◆ Brief
Copy out every line in the records below that contains the word "negative". Case counts.

◆ Task data
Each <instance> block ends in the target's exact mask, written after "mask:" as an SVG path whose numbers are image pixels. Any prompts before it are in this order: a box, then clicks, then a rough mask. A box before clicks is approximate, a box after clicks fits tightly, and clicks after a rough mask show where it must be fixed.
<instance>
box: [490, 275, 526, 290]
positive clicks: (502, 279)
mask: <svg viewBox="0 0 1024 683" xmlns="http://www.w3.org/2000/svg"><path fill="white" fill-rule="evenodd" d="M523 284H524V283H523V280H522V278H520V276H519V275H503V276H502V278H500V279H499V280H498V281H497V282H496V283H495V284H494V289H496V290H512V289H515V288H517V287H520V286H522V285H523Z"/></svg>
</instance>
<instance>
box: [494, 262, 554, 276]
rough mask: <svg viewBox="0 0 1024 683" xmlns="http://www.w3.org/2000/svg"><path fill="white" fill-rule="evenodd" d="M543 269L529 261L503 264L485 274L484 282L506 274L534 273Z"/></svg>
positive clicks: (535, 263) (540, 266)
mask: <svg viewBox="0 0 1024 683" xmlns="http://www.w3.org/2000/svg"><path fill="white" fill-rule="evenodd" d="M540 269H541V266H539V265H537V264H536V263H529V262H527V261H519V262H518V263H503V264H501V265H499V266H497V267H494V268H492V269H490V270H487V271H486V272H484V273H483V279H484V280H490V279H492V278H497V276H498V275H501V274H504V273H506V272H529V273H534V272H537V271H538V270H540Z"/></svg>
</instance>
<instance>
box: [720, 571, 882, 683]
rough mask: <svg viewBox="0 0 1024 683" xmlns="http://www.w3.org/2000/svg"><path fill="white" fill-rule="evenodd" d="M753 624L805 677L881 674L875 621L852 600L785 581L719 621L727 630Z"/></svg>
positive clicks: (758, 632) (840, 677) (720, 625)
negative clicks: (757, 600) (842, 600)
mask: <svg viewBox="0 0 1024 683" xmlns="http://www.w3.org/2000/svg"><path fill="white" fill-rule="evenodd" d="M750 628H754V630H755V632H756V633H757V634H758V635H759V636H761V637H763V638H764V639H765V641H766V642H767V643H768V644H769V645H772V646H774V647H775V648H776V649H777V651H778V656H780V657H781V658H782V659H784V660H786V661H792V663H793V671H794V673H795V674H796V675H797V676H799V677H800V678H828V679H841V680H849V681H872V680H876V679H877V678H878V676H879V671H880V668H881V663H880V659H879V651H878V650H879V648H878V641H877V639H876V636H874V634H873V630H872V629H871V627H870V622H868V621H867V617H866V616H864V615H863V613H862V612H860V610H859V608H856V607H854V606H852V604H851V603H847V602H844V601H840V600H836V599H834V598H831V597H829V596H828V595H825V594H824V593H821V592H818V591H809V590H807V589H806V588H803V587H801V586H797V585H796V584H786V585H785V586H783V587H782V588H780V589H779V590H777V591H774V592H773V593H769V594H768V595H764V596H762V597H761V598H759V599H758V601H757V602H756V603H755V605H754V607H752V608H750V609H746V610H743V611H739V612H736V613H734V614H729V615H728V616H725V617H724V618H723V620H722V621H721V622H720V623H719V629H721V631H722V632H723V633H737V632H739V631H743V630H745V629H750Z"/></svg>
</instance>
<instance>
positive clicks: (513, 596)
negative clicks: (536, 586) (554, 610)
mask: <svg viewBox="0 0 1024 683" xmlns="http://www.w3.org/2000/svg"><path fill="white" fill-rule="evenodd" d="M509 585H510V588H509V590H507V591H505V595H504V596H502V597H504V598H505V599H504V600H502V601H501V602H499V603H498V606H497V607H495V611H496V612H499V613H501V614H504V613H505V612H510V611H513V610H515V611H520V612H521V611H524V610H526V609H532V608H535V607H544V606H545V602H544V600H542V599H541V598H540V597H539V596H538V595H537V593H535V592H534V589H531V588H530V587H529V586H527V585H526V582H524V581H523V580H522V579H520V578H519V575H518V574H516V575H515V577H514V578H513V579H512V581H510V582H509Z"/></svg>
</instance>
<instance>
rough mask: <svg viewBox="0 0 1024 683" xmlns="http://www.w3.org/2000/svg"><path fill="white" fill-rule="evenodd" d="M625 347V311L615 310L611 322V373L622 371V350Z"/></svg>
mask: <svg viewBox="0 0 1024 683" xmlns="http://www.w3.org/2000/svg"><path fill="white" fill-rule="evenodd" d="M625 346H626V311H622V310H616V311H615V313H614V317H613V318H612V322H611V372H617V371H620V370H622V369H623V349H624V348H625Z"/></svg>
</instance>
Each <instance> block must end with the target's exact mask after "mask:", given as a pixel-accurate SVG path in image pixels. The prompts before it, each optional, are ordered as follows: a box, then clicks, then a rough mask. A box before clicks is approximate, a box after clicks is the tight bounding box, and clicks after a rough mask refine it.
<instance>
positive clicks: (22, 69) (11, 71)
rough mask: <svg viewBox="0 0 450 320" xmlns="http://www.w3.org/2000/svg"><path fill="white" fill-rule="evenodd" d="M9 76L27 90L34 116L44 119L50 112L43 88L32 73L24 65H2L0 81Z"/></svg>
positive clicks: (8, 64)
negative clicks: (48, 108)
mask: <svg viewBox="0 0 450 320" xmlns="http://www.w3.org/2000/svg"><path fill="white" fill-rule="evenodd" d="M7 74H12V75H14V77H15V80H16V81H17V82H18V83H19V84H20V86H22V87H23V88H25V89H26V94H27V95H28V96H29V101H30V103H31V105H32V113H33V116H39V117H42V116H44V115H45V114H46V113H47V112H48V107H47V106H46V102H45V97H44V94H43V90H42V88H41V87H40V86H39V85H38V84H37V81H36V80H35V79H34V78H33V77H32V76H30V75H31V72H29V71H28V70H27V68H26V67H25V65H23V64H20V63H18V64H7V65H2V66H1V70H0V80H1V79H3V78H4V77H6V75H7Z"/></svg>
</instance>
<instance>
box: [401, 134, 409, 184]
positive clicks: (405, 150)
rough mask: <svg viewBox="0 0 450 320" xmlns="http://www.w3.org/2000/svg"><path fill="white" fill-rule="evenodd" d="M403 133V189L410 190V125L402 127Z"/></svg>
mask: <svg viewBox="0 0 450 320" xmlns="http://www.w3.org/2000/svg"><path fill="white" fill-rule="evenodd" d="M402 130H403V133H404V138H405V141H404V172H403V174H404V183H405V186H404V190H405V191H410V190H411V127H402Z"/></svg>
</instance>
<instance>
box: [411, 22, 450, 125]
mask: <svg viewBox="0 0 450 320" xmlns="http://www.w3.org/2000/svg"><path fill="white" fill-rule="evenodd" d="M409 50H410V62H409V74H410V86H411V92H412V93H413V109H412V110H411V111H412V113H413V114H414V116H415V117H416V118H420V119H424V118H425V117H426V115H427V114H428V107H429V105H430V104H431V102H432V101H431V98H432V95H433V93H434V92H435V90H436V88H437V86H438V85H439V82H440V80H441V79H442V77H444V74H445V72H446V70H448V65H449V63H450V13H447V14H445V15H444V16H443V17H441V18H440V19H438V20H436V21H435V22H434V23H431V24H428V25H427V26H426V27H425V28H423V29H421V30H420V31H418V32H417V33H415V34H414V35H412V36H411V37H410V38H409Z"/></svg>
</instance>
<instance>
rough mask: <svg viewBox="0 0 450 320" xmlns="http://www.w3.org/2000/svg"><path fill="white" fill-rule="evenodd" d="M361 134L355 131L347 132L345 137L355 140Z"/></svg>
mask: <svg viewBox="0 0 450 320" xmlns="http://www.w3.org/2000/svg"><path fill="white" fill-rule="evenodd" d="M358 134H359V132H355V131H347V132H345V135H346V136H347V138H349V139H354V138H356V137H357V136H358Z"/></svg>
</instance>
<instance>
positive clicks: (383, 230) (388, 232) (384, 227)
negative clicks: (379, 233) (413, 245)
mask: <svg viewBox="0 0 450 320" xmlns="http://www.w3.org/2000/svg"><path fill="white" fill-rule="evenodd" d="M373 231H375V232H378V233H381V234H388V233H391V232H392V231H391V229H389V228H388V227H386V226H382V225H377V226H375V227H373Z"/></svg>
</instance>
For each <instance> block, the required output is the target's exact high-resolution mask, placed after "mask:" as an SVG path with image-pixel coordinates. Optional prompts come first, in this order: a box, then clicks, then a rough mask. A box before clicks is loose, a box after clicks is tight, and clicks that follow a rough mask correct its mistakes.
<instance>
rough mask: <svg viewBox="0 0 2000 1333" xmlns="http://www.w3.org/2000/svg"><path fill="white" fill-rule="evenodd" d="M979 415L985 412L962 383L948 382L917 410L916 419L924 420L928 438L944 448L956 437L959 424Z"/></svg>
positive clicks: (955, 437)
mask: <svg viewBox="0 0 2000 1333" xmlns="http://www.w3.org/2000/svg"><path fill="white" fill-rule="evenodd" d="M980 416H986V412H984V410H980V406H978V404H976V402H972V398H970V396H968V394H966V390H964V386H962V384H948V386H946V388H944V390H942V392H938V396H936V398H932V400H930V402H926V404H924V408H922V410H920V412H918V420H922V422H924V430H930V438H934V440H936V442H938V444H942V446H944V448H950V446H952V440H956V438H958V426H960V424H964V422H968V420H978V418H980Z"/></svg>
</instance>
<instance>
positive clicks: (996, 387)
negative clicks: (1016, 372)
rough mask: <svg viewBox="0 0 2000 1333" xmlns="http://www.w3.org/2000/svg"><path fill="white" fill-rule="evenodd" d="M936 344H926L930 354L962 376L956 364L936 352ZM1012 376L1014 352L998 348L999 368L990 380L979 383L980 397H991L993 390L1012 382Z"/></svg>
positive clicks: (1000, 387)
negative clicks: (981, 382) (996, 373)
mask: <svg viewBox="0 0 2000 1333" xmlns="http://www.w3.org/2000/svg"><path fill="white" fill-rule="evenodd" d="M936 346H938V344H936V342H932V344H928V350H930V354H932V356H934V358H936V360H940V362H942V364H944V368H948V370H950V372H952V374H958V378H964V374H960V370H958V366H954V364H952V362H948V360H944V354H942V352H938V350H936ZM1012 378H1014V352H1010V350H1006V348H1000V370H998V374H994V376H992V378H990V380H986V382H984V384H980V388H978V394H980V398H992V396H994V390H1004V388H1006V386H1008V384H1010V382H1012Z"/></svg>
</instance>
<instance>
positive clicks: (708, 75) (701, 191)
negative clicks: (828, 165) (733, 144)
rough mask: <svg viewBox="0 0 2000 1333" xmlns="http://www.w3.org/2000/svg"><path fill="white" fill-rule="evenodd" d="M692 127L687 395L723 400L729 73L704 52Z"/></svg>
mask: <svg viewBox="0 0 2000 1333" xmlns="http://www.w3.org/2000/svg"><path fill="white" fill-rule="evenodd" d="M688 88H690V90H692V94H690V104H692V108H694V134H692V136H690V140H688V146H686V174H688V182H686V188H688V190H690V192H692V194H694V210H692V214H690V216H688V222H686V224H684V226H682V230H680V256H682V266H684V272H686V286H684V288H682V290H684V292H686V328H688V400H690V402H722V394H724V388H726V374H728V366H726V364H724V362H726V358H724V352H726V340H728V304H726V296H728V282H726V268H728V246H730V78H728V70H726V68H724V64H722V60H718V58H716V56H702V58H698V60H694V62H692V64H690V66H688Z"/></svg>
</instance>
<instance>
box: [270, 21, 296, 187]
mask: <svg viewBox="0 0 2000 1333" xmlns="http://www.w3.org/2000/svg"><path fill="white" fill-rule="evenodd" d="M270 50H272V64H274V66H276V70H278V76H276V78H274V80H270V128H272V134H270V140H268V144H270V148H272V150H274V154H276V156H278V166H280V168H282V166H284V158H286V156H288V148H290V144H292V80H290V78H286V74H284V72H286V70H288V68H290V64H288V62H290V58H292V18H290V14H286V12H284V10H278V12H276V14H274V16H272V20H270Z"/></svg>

◆ Solution to the exercise
negative clicks: (757, 600) (842, 600)
negative clicks: (536, 586) (554, 610)
negative clicks: (48, 108)
negative clicks: (379, 233) (413, 245)
negative clicks: (1016, 372)
negative clicks: (981, 382) (996, 373)
negative clicks: (828, 165) (733, 144)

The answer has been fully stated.